Passage start
- Conference: Independent
- Record: 2–7
- Head coach: Alva Kelley (2nd season);
- Captain: M. Matteodo
- Home stadium: Brown Stadium

= 1952 Brown Bears football team =

American college football season

The 1952 Brown Bears football team represented Brown University during the 1952 college football season. In their second season under head coach Alva Kelley, the Bears compiled a 2–7 record, and were outscored 220 to 89. M. Matteodo was the team captain. Brown played its home games at Brown Stadium in Providence, Rhode Island.
Passage end
- _Tasks_
**a)** Reproduce verbatim the part of the 1952 Brown Bears football text starting at "- Conference: Independent" and ending at "Providence, Rhode Island.".
**b)** Answer these questions from the 1952 Brown Bears football text, one per line:
(i) Who was the head coach, and which season under him was this?
(ii) By what combined score were the Bears outscored?
(iii) In which city did Brown play its home games?
Extracted data start
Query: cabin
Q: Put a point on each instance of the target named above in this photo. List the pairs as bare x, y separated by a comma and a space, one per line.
Extracted data end
Extracted data start
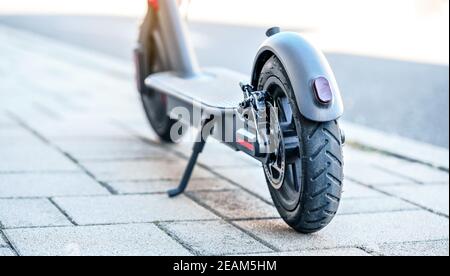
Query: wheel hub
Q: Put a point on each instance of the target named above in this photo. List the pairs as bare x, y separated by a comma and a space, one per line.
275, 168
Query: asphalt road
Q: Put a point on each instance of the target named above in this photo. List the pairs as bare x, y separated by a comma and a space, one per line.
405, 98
Extracted data end
- _The solutions_
**a)**
- Conference: Independent
- Record: 2–7
- Head coach: Alva Kelley (2nd season);
- Captain: M. Matteodo
- Home stadium: Brown Stadium

= 1952 Brown Bears football team =

American college football season

The 1952 Brown Bears football team represented Brown University during the 1952 college football season. In their second season under head coach Alva Kelley, the Bears compiled a 2–7 record, and were outscored 220 to 89. M. Matteodo was the team captain. Brown played its home games at Brown Stadium in Providence, Rhode Island.

**b)**
(i) Alva Kelley, in his second season.
(ii) 220 to 89.
(iii) Providence, Rhode Island.